-------- PASSAGE PROVIDED --------

The Store the Doyles Built

Its a Fun Place to Shop

by Bonny Osterhage

Some things are meant to go together: peanut butter and jelly, macaroni and
cheese, Donny and Marie. But what about drills and dog beds? Power tools and
pretty plates? Light bulbs and luggage? Sunset Ridge Home and Hardware owners
David and Amy Doyle think so, and judging by their 18 years of success in the
Sunset Ridge Shopping Center, customers agree.

“We always thought the center needed a store like this, we just always thought
someone else should open it,” laughs David, who says the concept for the shop
was inspired by a similar ACE hardware store the Doyles used to frequent while
living in Chicago.

“It was like ACE hardware meets Crate and Barrel,” says Amy, who grew up
in the community she now serves. “It was really unique.”


Moving from a fast-paced corporate world in Chicago to owning a mom-andpop
business in a small neighborhood was a decision spurred by the fact that both
David and Amy wanted to take charge of their own lives and be their own boss.

-------- DATA SEGMENT --------

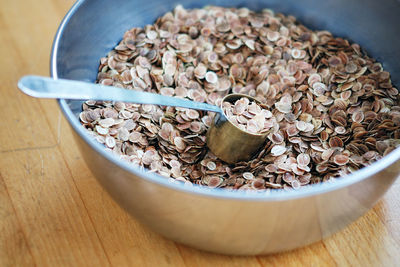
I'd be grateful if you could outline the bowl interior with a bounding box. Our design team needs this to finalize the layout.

--------

### CHALLENGES
#1 Answer the following from the article about the Doyles' store:
(a) For how many years have the Doyles been successful in the Sunset Ridge Shopping Center?
(b) In which city did the Doyles live before opening their shop?
(c) How does Amy describe the store that inspired the concept?
#2 Substitute "shoppers" for "customers" in everything from "Its a Fun Place" down to "living in Chicago." in the article about the Doyles' store, and give that part again.

### RESPONSE LIST
#1
(a) 18 years
(b) Chicago
(c) As "like ACE hardware meets Crate and Barrel"

#2
Its a Fun Place to Shop

by Bonny Osterhage

Some things are meant to go together: peanut butter and jelly, macaroni and
cheese, Donny and Marie. But what about drills and dog beds? Power tools and
pretty plates? Light bulbs and luggage? Sunset Ridge Home and Hardware owners
David and Amy Doyle think so, and judging by their 18 years of success in the
Sunset Ridge Shopping Center, shoppers agree.

“We always thought the center needed a store like this, we just always thought
someone else should open it,” laughs David, who says the concept for the shop
was inspired by a similar ACE hardware store the Doyles used to frequent while
living in Chicago.